■ Source document ■

--- START ---

Wednesday 27 September 2017

With September progressing I feel my anxiety levels rise, triggered by the back to school chaos with a child with Autism and my husband away in South Korea for the first couple of weeks of the month amongst other things.  This is a post that has been in progress for a couple of weeks and has undergone change, development and rejection but is one that I felt needed to be written.
Six years ago our daughter, Emilie, died.  It is her anniversary in less than two weeks.  It is the event from which this blog grew and is a defining moment of my life – the point at which ‘before’ became ‘after’.  My life bears no resemblance to that which it did before Emilie’s death and I am completely changed as well.
She changed me and her death made me into the person I am today.
But that is not especially what I am writing about now.
Four days ago my dad died.  He was probably ‘dad’ in name only.  I did not know him well and had not seen him for over a decade.  He made huge mistakes when I was growing up - which are not for this blog – and at the age of 22, after his separation from my mum, I made the decision to protect myself and withdraw from him.  It wasn’t really a conscious decision at the time but became a conscious decision over time.  I did not like the person I became when I was faced with the prospect of seeing him.  I did not like the panic attacks, the anxiety, the obsessions and the lies and when I had my own children I realised that my priority had to be to my own family.  I had to learn to be a parent and work out what that looked like for myself.
But now I am faced with fresh grief – and with decisions that are really hard for me to make.  At this anniversary time I am struggling to isolate one grief from another; the grief of Emilie’s death from the grief of the death of an absent parent.  How should I feel and what is the right way to respond?  If the past six years have taught me anything it is that grief is hugely personal.  There is no right or wrong way to grieve and the social norms and rituals that surround death can often make personal grief hard.

--- END ---

■ Requests ■
1/ Condense the paragraph of the blog post that begins "Four days ago my dad died" into a short bulleted list, keeping its main facts.
2/ Answer these questions from the blog post:
(a) In which country was the writer's husband during the first couple of weeks of September?
(b) How many years ago did Emilie die?
(c) At what age did the writer decide to withdraw from their father?
Rely only on the blog post above.

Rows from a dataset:
--- START ---

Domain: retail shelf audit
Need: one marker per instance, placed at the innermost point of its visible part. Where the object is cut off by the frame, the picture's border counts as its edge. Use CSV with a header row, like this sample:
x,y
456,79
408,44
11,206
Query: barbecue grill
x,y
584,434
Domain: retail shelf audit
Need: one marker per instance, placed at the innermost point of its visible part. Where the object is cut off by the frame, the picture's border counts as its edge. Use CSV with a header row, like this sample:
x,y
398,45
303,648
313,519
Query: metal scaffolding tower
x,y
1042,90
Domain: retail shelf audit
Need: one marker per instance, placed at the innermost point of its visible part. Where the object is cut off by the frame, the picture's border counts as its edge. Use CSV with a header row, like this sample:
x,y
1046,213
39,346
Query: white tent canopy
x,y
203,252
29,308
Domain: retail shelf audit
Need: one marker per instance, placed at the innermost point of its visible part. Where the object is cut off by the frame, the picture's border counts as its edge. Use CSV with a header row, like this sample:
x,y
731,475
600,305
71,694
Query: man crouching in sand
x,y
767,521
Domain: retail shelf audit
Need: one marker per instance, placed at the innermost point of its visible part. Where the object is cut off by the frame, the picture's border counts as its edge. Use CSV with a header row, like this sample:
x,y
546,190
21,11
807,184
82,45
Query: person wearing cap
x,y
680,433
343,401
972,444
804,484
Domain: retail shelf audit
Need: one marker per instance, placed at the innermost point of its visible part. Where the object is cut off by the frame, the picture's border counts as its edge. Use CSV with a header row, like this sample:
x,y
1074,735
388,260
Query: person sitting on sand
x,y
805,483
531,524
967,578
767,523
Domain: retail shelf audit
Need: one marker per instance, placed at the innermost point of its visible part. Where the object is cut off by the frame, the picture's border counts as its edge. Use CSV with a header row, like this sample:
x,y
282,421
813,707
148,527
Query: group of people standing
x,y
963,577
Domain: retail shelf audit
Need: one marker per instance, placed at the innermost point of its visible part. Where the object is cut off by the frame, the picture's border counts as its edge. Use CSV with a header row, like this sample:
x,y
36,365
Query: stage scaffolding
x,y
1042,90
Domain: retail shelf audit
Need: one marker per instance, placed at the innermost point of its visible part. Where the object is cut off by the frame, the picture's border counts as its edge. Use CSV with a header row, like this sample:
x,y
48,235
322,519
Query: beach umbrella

--- END ---

■ Solutions to the problems ■
1/
- The writer's father died four days ago.
- They did not know him well and had not seen him for more than ten years.
- He made serious mistakes while the writer was growing up.
- At 22, after his separation from the writer's mother, the writer withdrew from him to self-protect. At first this was not a conscious choice, but it became one over time.
- Facing the prospect of seeing him brought panic attacks, anxiety, obsessions and lies, which the writer disliked.
- After having children, the writer made their own family the priority and had to learn how to be a parent.

2/
(a) South Korea
(b) Six years
(c) 22